What you are asked to do:
Update the records from their start up to and including the line with "positive clicks: (66, 93)" by replacing "rough mask" with "coarse mask" and leaving everything else unchanged. Return only those lines, without the pictures.

Dataset content:
---+---
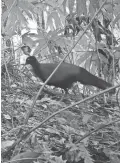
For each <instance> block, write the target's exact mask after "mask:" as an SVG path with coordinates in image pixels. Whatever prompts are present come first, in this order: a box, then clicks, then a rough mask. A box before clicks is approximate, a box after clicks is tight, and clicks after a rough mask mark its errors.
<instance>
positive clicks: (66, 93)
mask: <svg viewBox="0 0 120 163" xmlns="http://www.w3.org/2000/svg"><path fill="white" fill-rule="evenodd" d="M62 92H63V90H62ZM67 94H68V89H64V94H63V96H62V97H61V99H60V101H63V99H64V97H65V95H67Z"/></svg>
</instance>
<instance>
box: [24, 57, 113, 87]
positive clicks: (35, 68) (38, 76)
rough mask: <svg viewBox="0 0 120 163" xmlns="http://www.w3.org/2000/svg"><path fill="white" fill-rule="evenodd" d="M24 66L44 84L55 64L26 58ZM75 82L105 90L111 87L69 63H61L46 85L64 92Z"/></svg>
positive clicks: (76, 66)
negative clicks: (49, 85)
mask: <svg viewBox="0 0 120 163" xmlns="http://www.w3.org/2000/svg"><path fill="white" fill-rule="evenodd" d="M26 64H30V65H31V66H32V68H33V71H34V73H35V75H36V76H37V77H39V78H40V79H41V80H42V81H43V82H45V80H46V79H47V78H48V77H49V76H50V74H51V73H52V72H53V70H54V69H55V68H56V66H57V63H39V62H38V61H37V59H36V58H35V57H34V56H30V57H28V58H27V59H26ZM77 81H78V82H80V83H81V84H84V85H92V86H95V87H97V88H100V89H106V88H108V87H111V86H112V85H111V84H110V83H108V82H106V81H104V80H102V79H100V78H98V77H97V76H94V75H92V74H91V73H90V72H88V71H87V70H85V69H84V68H82V67H79V66H75V65H73V64H69V63H62V64H61V65H60V67H59V68H58V70H57V71H56V73H55V74H54V75H53V76H52V78H51V79H50V80H49V81H48V83H47V84H48V85H53V86H56V87H60V88H62V89H64V90H66V89H67V88H70V87H71V86H72V84H73V83H74V82H77Z"/></svg>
---+---
Written reply:
For each <instance> block, write the target's exact mask after "mask:" as an SVG path with coordinates in image pixels. Whatever prompts are present come first, in this order: a box, then clicks, then a coarse mask. A box before clicks is approximate, a box after clicks is tight, and clicks after a coarse mask mark its errors.
<instance>
positive clicks: (66, 93)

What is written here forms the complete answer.